Point-per-instance localization data:
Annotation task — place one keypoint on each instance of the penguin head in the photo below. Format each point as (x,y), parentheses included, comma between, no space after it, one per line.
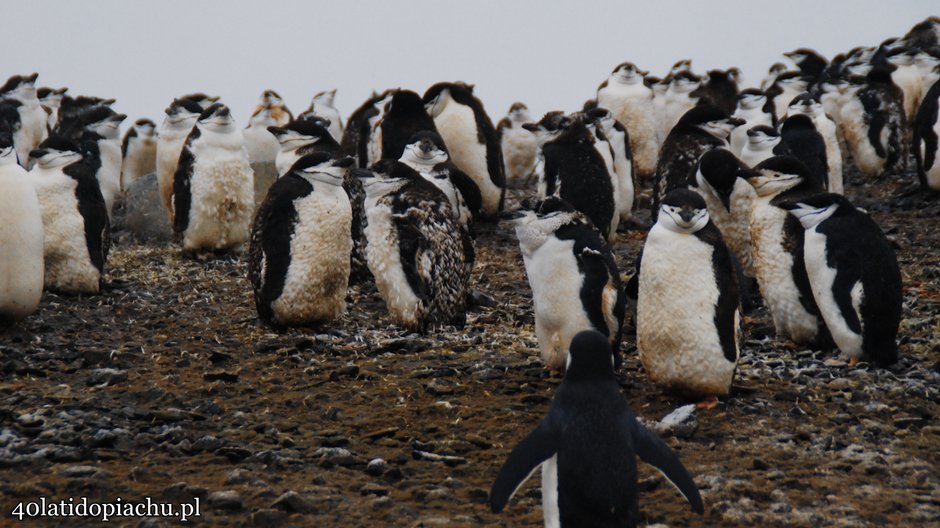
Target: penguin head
(56,151)
(589,357)
(814,210)
(322,167)
(751,99)
(425,148)
(683,211)
(217,118)
(777,174)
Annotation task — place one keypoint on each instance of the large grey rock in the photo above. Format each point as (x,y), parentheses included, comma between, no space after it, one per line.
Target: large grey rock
(141,212)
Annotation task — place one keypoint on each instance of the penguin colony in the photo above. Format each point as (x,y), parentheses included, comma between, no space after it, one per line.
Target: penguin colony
(743,186)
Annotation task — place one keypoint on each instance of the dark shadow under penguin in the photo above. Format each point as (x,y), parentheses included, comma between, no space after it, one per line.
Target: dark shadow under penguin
(701,129)
(854,274)
(587,446)
(574,278)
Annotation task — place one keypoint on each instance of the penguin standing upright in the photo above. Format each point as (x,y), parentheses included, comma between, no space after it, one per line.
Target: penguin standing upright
(213,189)
(566,261)
(180,119)
(701,129)
(414,248)
(854,274)
(21,237)
(139,150)
(76,230)
(574,170)
(586,446)
(688,322)
(518,146)
(271,111)
(777,249)
(471,139)
(302,234)
(631,101)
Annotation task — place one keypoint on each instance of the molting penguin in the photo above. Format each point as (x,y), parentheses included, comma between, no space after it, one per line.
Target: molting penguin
(213,189)
(687,310)
(631,101)
(414,249)
(271,111)
(701,129)
(300,241)
(777,249)
(854,274)
(21,237)
(180,119)
(586,446)
(139,150)
(471,139)
(567,261)
(75,223)
(573,169)
(518,146)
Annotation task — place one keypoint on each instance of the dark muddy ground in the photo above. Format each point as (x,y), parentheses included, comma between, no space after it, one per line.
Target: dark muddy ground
(166,387)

Work required> Only the lines above starting at the line that holds "Target: dark shadow under penguin" and ending at the line that holds "of the molting" are to be repeated, exactly and in full.

Output>
Target: dark shadow under penguin
(701,129)
(854,274)
(587,446)
(574,278)
Annotation task — place one keypoint on each instance of the penguin standing upright in the photo above. Format each point as (x,y), parentheses included, comma between, no space after it, one per line.
Target: penguin standing upright
(213,189)
(566,261)
(180,119)
(701,129)
(414,248)
(854,274)
(21,237)
(139,150)
(76,230)
(574,170)
(586,446)
(688,322)
(518,146)
(271,111)
(777,249)
(471,139)
(302,234)
(631,101)
Annotation task — place one keypoint on each instance of the molting penguin in the photo above. Format each point as (x,y), parentheses included, comma between, no space after it, one per line.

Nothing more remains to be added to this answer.